**ТЕКСТ ДЛЯ ЧТЕНИЯ**
○ ○ ○ ○ ○ ○ ○

Сто лет назад, 23 июня 1920 года в селе Монастырщина ныне — Кимовского района Тульской области родился генерал-полковник авиации, Герой Советского Союза Сергей Дмитриевич Горелов. Сам он, правда, утверждал, что 22-го. Но во всех энциклопедиях, в том числе в Тульском биографическом словаре стоит именно эта дата.
26 октября 1944 года за образцовое выполнение боевых заданий командования и проявленные мужество и героизм в боях с немецко-фашистскими захватчиками гвардии капитану Горелову Сергею Дмитриевичу присвоено звание Героя Советского Союза.
Всего за время войны совершил 312 боевых вылетов, в 60 воздушных боях сбил лично 27 и в составе группы 1 самолет противника.
24 июня 1945 года в составе сводного полка 4-го Украинского фронта участвовал в историческом Параде Победы в Москве на Красной площади.
После войны продолжал службу в ВВС. В 1952 году окончил Военно-воздушную академию. Был 1-м заместителем командующего воздушной армией в Прикарпатском военном округе. В 1967—1969 годах — старший военный советник по ВВС в Египте. В 1971 году окончил Высшие академические курсы при Военной академии Генштаба. С мая 1969— по январь 1977 годах — командующий 14-й воздушной армией в Прикарпатском военном округе.
Из интервью Сергея Дмитриевича Горелова Артему Драбкину для портала «Я помню»
– Я родился в селе Монастырщина в излучине Дона. Вскоре родители переехали в Москву. По существу, я всю жизнь прожил в Москве, только на каникулы ездил ловить рыбу в Непрядве. В Москве окончил техникум; по комсомольской путевке поступил в Дзержинский аэроклуб, который закончил в 1938 году. После этого меня направили на учебу в Борисоглебское училище, которое я закончил в начале лета 1940 года. Шла Финская война, и вместо двух лет мы обучались только полтора года. Естественно, после училища я, кроме как взлетать и садиться, ничего не умел, но считалось, что мы освоили У-2, И-5, И-15.

○ ○ ○ ○ ○ ○ ○

**ЗАДАНИЕ A**
Ответьте по тексту о Горелове:
(i) Какую дату своего рождения называл сам Горелов?
(ii) Сколько боевых вылетов он совершил за время войны?
(iii) Какой аэроклуб он окончил и в каком году?
**ЗАДАНИЕ B**
Продолжите текст о Горелове его рассказом от первого лица, начав сразу после последней фразы.

○ ○ ○ ○ ○ ○ ○

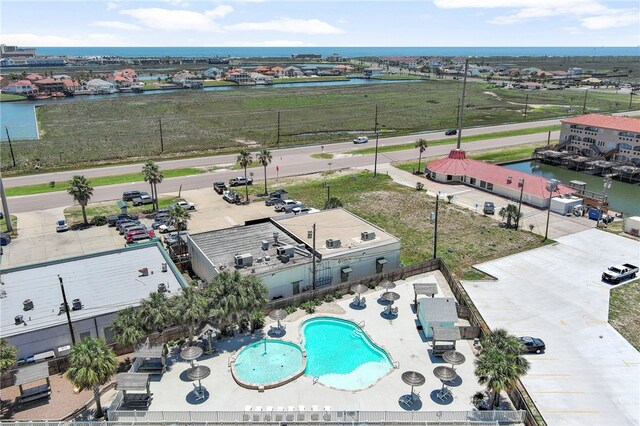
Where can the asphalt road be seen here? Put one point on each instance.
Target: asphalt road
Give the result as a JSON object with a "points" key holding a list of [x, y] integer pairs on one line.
{"points": [[289, 161]]}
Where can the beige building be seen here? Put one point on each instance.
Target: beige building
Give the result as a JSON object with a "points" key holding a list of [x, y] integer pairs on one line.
{"points": [[598, 135]]}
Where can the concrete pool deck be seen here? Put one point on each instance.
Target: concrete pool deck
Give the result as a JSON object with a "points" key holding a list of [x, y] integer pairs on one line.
{"points": [[399, 337]]}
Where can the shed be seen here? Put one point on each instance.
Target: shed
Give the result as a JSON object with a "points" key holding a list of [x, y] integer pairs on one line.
{"points": [[436, 312], [444, 339], [30, 374]]}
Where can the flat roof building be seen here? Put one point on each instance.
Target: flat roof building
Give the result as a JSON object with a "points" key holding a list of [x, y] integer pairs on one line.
{"points": [[97, 286]]}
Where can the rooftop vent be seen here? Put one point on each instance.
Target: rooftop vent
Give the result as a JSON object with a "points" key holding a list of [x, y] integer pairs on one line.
{"points": [[27, 305], [368, 235], [76, 305]]}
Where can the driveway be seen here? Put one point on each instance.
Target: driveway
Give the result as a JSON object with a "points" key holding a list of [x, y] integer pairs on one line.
{"points": [[589, 375]]}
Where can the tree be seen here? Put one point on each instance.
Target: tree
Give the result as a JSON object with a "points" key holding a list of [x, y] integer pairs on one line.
{"points": [[91, 365], [245, 159], [81, 192], [421, 144], [127, 327], [153, 176], [500, 364], [7, 355], [264, 158]]}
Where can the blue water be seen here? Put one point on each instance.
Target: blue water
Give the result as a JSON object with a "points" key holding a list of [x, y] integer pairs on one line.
{"points": [[341, 356], [268, 361], [256, 52]]}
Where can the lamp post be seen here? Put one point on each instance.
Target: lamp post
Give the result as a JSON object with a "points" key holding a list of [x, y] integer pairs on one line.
{"points": [[521, 186], [552, 185], [606, 184]]}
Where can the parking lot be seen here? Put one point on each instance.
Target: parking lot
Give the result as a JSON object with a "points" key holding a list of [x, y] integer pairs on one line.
{"points": [[38, 240], [589, 374]]}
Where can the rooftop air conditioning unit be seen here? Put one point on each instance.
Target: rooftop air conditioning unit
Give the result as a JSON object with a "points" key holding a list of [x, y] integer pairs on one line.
{"points": [[27, 305], [368, 235], [333, 243], [243, 260]]}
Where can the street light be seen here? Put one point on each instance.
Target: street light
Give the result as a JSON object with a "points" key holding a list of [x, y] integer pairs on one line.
{"points": [[521, 186], [606, 184], [552, 185]]}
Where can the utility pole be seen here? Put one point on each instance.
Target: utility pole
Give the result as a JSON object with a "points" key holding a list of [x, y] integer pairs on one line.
{"points": [[313, 260], [461, 115], [66, 309], [5, 207], [6, 129], [161, 137]]}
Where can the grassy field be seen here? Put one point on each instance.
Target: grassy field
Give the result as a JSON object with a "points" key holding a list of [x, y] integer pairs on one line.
{"points": [[624, 311], [97, 181], [464, 238], [199, 122]]}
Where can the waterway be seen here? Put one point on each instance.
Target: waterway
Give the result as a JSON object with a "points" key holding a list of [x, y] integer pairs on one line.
{"points": [[19, 117], [623, 197]]}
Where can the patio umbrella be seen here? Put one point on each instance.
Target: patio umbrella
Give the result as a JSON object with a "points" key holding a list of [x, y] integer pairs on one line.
{"points": [[445, 374], [191, 353], [413, 378], [453, 357], [198, 373], [278, 314]]}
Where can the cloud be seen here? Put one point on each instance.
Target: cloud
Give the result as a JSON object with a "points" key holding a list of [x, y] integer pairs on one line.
{"points": [[176, 20], [592, 14], [287, 25], [116, 25]]}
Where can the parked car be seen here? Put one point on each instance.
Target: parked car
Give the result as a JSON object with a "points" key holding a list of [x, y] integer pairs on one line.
{"points": [[186, 205], [231, 197], [240, 180], [533, 344], [142, 199], [219, 187], [62, 226], [361, 139], [489, 208]]}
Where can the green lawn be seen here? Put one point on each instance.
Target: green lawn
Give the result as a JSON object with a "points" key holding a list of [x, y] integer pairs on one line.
{"points": [[624, 311], [97, 181]]}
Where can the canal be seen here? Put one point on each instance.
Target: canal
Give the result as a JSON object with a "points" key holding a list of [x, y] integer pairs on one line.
{"points": [[623, 197]]}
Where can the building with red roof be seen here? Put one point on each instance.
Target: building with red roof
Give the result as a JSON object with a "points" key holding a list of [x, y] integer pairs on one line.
{"points": [[608, 137], [457, 168]]}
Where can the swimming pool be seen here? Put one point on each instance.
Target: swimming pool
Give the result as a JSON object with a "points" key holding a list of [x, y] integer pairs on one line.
{"points": [[268, 364], [341, 355]]}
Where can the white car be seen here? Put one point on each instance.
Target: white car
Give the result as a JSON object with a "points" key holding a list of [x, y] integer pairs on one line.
{"points": [[62, 226]]}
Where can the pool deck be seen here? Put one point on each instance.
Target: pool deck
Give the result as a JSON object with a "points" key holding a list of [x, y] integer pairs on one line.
{"points": [[399, 337]]}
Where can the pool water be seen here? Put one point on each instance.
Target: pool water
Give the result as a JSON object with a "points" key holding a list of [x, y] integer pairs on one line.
{"points": [[341, 355], [268, 362]]}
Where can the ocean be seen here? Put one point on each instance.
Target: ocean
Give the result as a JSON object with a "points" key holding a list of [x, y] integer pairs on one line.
{"points": [[256, 52]]}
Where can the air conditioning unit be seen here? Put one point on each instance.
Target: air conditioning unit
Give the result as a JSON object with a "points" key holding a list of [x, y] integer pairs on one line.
{"points": [[285, 249], [242, 260], [368, 235], [333, 243]]}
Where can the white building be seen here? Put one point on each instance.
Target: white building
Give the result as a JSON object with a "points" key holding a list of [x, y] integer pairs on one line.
{"points": [[97, 286], [278, 250]]}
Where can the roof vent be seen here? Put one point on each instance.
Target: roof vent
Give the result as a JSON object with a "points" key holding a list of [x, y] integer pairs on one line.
{"points": [[76, 305], [27, 305]]}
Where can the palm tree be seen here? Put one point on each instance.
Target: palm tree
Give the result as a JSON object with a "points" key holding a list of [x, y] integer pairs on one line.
{"points": [[155, 313], [127, 327], [81, 192], [153, 176], [91, 365], [264, 158], [244, 160], [421, 144], [7, 355]]}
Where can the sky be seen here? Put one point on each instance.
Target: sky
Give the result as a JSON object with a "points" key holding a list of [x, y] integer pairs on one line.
{"points": [[263, 23]]}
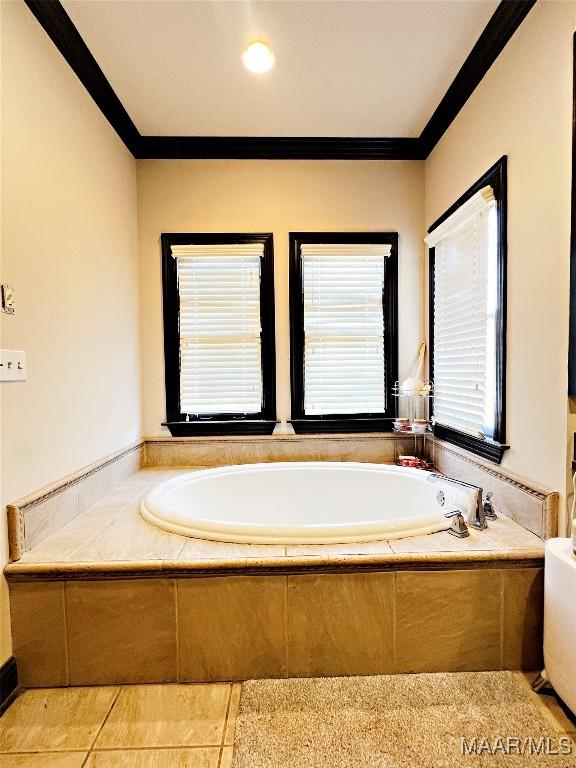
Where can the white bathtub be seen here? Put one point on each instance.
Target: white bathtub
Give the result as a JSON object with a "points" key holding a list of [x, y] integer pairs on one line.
{"points": [[302, 503]]}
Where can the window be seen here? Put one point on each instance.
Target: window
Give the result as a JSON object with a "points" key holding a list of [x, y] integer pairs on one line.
{"points": [[467, 302], [219, 333], [343, 316]]}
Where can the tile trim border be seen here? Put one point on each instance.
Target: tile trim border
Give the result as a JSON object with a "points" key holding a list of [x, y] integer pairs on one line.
{"points": [[536, 490], [8, 683], [547, 525], [155, 569], [16, 510]]}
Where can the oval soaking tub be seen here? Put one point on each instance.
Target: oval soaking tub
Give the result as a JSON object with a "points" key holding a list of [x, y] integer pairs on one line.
{"points": [[302, 503]]}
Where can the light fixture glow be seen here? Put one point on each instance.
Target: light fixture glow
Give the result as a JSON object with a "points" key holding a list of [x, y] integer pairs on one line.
{"points": [[258, 57]]}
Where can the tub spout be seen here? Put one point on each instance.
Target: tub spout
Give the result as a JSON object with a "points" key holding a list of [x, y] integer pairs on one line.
{"points": [[479, 517], [458, 527]]}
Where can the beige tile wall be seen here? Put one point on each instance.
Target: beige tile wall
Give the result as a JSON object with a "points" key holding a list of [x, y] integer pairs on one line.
{"points": [[33, 518], [239, 627], [531, 505]]}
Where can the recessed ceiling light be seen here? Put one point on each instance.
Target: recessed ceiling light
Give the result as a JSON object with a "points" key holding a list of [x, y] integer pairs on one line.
{"points": [[258, 57]]}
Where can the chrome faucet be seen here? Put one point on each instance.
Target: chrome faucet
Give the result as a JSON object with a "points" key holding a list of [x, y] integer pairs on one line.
{"points": [[479, 518]]}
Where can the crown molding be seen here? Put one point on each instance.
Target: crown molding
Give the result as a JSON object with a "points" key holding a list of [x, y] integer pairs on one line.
{"points": [[59, 27], [276, 148], [504, 22]]}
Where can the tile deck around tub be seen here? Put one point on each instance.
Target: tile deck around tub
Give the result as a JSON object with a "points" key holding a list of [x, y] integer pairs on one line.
{"points": [[112, 538]]}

○ ○ ○ ○ ○ ○ ○

**ОТВЕТ A**
(i) 22 июня.
(ii) 312.
(iii) Дзержинский аэроклуб, в 1938 году.

**ОТВЕТ B**
В большинстве училищ И-5 были с ободранными крыльями, так что на них только рулить можно было учиться. У нас И-5 были летные. Ну и рулили, конечно… Рулежка - это ужас, ты весь в масле, летящем от двигателя, в пыли и грязи, поднимаемой с земли винтом.
…К началу войны я, как и многие мои ровесники-сослуживцы, практически не овладел этой машиной (И-16). А что ты хочешь, если мы всего-то и выполнили несколько десятков полетов по кругу и немного попилотировали в зоне?! Ни стрельбы, ни боя. Блудили мы страшно, даже не умели летать по маршруту. Нам было всем по 19-20 лет - мальчишки!
На аэродроме города Львова было сосредоточено три полка - около двухсот самолетов. И как раз на мой день рождения, в три часа ночи, нас начали бомбить. Мы все вскочили, побежали на аэродром, а там… Почти все самолеты были уничтожены или повреждены. Мой И-16 не был исключением. Когда я подошел к нему, мне показалось, что он - скособочившийся, с отбитым левым крылом, - как будто смотрит на меня и спрашивает: "Где, ходишь? Какого хрена спишь?"
В тот же день нас распределили по машинам и повезли в сторону Киева. Пока проезжали Львовскую область, в нашей машине убили семь человек. Местные жители с колоколен, с чердаков стреляли… До того советских ненавидели …А раз война началась, то и бояться нас перестали.
Доехали мы до Киева, где нас посадили на поезд и отправили под город Горький на аэродром Сейма. За один месяц мы переучились на ЛаГГ-3. … ЛаГГ хорошо подходил только для штурмовки наземных целей. Он же фанерный, не горит; с очень крепкой кабиной. Бывало, самолет весь разваливается при посадке, а кабина - цела, что летчика и спасает.
Вести воздушный бой на наших машинах было бессмысленно. Нас прикрепили к штурмовикам Ил-2. Мы их должны были прикрывать. Чем? Собственными самолетами, больше нечем. Летали вокруг своих штурмовиков, делали все, чтоб их не сбили. Потому что если собьют, виноват будешь ты, неприятности будут большие, могут и под суд отдать.
В 41 году у нас не было ни теории, ни практики по прикрытию штурмовиков - ничего. Главное было, сопровождая штурмовиков, если не сбить противника, тот хоть напугать его, не дать прицельно стрелять по Ил-2.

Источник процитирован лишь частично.